=== Data lines ===
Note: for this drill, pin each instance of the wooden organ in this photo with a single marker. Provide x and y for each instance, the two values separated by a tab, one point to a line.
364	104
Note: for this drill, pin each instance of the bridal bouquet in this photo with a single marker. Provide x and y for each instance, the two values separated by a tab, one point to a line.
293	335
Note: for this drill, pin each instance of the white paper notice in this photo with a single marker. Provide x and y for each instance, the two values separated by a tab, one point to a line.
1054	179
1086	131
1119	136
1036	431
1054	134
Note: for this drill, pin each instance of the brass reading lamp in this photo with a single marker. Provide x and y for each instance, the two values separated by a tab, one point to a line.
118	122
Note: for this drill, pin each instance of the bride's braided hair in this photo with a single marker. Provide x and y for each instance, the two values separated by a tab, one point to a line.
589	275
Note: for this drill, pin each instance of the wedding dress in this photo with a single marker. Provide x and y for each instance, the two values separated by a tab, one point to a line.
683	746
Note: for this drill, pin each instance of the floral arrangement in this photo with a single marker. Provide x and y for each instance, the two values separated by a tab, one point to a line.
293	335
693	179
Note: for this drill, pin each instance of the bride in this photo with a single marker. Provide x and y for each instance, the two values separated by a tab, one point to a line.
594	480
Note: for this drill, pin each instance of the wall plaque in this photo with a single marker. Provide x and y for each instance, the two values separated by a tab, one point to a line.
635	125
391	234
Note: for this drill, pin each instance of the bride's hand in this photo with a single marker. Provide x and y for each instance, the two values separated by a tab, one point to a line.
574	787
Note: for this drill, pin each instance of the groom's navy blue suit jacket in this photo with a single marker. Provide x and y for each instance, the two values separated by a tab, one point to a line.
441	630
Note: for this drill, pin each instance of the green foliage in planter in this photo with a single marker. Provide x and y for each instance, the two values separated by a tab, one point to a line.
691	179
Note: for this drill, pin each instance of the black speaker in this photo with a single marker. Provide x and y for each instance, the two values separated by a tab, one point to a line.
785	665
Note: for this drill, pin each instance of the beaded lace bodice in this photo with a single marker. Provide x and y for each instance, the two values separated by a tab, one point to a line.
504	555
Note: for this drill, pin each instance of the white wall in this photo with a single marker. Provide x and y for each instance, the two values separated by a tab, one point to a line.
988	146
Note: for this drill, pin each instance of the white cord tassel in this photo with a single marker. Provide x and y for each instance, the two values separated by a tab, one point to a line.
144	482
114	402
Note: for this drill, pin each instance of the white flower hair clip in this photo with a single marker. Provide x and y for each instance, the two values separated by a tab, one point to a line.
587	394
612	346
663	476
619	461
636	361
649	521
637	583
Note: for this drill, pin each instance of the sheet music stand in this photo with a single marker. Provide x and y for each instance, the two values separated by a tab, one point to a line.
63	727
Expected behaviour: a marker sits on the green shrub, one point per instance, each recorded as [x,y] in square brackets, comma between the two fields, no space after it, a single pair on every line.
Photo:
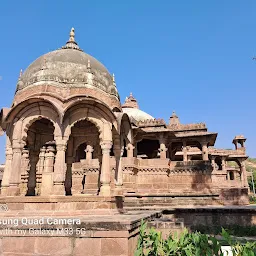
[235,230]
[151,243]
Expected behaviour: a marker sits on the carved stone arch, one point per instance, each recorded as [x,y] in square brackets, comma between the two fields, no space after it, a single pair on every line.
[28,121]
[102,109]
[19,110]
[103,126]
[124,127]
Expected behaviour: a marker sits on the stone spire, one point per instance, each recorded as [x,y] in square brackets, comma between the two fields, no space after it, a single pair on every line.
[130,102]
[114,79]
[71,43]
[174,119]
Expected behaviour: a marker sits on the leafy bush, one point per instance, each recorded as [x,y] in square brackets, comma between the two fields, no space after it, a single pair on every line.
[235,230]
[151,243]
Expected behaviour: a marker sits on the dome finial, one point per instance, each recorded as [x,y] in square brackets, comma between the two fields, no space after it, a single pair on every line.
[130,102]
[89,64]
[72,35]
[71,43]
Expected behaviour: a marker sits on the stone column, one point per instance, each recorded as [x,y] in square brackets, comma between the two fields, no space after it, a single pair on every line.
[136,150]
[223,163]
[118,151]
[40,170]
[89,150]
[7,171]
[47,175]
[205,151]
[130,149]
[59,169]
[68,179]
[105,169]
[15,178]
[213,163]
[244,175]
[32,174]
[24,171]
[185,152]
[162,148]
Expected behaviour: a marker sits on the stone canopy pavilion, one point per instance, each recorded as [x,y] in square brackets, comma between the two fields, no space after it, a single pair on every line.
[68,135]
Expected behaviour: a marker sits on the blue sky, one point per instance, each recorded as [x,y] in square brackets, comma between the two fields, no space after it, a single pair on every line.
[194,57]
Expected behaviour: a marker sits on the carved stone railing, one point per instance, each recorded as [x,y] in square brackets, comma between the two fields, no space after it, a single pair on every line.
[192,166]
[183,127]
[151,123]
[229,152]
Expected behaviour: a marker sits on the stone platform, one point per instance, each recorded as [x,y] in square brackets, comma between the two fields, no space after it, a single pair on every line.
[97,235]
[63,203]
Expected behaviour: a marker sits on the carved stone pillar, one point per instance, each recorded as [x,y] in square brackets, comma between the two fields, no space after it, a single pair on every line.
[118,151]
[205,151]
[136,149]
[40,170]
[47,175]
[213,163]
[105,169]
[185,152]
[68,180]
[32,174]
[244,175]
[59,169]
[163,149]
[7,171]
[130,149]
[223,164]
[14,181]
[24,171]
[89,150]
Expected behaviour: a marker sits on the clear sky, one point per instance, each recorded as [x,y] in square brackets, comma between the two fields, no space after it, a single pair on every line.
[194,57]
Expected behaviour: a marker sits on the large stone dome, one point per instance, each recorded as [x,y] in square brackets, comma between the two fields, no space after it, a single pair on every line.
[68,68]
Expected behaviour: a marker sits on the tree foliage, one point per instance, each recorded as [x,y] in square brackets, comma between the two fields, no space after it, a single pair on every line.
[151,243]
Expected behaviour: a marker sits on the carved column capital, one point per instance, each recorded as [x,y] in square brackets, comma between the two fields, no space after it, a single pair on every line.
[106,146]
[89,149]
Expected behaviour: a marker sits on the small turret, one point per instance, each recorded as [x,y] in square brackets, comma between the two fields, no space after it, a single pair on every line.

* * *

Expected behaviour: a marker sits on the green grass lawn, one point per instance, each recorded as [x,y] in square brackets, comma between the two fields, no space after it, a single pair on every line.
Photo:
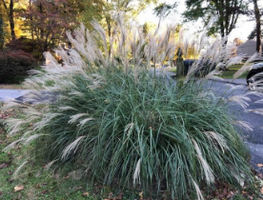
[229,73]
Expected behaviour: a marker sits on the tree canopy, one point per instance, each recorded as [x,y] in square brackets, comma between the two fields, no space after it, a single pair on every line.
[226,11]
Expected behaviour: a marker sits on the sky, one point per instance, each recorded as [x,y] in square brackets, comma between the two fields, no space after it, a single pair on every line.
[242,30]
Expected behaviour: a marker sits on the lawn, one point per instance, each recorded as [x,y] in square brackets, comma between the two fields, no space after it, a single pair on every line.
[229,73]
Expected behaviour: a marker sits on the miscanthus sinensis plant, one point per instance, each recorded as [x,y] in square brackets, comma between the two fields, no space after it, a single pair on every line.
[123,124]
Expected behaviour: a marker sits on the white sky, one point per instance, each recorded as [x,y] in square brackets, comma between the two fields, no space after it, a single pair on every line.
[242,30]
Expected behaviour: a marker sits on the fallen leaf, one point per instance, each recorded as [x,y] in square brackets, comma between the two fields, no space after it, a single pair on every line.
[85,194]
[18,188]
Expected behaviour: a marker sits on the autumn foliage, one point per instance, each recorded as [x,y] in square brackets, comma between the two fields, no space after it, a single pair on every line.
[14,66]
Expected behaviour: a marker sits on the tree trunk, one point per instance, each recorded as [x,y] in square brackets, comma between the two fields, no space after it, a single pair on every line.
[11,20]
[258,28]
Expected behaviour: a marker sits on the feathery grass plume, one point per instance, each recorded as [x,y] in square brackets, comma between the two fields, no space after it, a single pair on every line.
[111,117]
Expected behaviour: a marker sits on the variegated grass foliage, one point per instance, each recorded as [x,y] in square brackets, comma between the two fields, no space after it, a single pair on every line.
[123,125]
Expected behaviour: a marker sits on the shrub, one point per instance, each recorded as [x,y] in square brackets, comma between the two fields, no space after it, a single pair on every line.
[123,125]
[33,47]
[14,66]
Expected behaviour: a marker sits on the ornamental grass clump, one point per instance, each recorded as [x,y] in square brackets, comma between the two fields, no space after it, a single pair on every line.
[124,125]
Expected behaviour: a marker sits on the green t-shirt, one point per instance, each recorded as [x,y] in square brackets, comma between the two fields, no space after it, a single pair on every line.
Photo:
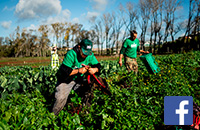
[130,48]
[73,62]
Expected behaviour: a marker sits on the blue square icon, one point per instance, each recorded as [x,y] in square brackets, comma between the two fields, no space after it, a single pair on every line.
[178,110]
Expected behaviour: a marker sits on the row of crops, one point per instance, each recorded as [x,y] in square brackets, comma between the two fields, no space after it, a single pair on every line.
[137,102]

=== Short problem ===
How many lines in the items above contain the string "shrub", counting only matches in that exact case? Reply with the number alone.

=== Right answer ===
2